Write out only the final part of the records below. It begins with the line that contains "Task: indicate one point on every instance of the bird's eye" and ends with the last line.

━━━━━ RECORDS SHOWN

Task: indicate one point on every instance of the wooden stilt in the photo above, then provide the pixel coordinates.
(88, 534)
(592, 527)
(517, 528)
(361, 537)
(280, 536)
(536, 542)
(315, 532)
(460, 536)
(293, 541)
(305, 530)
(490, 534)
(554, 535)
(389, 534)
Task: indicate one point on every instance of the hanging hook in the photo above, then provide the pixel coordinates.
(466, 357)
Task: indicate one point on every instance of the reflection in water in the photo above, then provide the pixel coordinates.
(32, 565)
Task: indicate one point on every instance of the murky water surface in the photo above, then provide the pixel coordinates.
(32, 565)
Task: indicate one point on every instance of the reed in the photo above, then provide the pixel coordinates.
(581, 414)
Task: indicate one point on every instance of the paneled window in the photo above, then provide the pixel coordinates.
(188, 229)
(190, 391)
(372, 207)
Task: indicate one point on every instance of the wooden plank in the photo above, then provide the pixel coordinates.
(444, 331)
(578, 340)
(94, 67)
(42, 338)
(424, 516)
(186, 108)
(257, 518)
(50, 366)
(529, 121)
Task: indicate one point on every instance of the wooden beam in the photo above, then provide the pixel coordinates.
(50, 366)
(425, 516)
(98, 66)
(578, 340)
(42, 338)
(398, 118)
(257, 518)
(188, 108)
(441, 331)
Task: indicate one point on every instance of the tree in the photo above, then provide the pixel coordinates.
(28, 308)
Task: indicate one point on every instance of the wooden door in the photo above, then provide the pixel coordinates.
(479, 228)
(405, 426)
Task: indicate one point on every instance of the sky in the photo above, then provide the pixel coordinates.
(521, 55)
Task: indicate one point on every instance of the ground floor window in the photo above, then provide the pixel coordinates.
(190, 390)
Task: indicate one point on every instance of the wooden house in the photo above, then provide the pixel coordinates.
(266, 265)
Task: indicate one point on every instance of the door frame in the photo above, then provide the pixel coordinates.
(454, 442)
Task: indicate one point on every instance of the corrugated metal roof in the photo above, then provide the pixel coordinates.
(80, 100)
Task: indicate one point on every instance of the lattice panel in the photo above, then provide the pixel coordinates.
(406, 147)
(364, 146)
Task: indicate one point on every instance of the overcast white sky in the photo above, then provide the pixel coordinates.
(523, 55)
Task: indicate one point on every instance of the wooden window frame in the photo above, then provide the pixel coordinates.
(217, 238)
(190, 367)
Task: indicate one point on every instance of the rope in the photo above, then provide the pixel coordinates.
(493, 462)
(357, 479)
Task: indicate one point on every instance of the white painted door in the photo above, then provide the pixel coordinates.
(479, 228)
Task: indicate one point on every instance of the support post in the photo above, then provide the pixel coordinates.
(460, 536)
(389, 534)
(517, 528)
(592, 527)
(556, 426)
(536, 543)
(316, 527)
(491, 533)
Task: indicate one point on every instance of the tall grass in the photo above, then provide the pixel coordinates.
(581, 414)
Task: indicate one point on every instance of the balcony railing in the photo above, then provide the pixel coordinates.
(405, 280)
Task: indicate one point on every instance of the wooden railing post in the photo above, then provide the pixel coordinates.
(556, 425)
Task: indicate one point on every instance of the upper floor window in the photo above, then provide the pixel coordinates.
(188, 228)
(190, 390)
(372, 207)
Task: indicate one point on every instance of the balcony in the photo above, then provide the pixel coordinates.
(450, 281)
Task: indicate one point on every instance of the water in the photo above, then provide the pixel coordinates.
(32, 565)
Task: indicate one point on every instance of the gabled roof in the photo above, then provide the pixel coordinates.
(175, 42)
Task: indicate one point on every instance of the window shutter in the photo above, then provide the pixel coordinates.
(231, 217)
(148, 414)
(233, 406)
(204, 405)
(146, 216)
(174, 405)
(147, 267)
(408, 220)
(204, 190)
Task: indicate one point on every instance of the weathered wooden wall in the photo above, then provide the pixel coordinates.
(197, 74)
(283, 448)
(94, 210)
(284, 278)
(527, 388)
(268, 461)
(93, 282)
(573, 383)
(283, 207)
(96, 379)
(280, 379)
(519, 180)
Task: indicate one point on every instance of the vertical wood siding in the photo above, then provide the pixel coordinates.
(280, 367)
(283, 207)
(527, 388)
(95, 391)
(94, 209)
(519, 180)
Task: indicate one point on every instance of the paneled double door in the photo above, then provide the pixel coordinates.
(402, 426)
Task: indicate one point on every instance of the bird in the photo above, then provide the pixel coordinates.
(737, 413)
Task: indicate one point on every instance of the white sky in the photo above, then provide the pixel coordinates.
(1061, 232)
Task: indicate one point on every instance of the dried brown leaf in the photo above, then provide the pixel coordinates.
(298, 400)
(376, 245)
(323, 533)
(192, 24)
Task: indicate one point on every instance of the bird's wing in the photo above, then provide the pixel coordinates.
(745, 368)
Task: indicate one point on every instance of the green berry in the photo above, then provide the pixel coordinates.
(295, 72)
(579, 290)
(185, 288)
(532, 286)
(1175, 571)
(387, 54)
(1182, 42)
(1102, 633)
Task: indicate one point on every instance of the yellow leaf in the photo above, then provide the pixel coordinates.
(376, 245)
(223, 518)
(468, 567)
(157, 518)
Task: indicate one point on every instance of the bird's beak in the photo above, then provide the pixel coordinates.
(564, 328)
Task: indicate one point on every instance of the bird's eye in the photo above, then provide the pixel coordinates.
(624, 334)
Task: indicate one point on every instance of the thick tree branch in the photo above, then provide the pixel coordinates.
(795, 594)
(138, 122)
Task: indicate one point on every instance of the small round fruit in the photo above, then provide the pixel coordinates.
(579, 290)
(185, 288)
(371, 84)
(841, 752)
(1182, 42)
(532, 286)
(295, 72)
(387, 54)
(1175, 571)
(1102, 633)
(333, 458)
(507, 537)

━━━━━━━━━━

- _ANSWER BOX_:
Task: indicate one point on every instance of the bird's eye in the photo above, then provide the pixel coordinates.
(624, 334)
Task: indicate one point on every instance of the thick tree branch in the photo above, then provide the pixel coordinates.
(795, 594)
(138, 122)
Task: indicate one point on every instance of the small round fruit in the photo above, then provide the pixel coordinates.
(579, 290)
(185, 288)
(371, 84)
(841, 752)
(1182, 42)
(532, 286)
(295, 72)
(387, 54)
(1175, 571)
(1102, 633)
(333, 458)
(507, 537)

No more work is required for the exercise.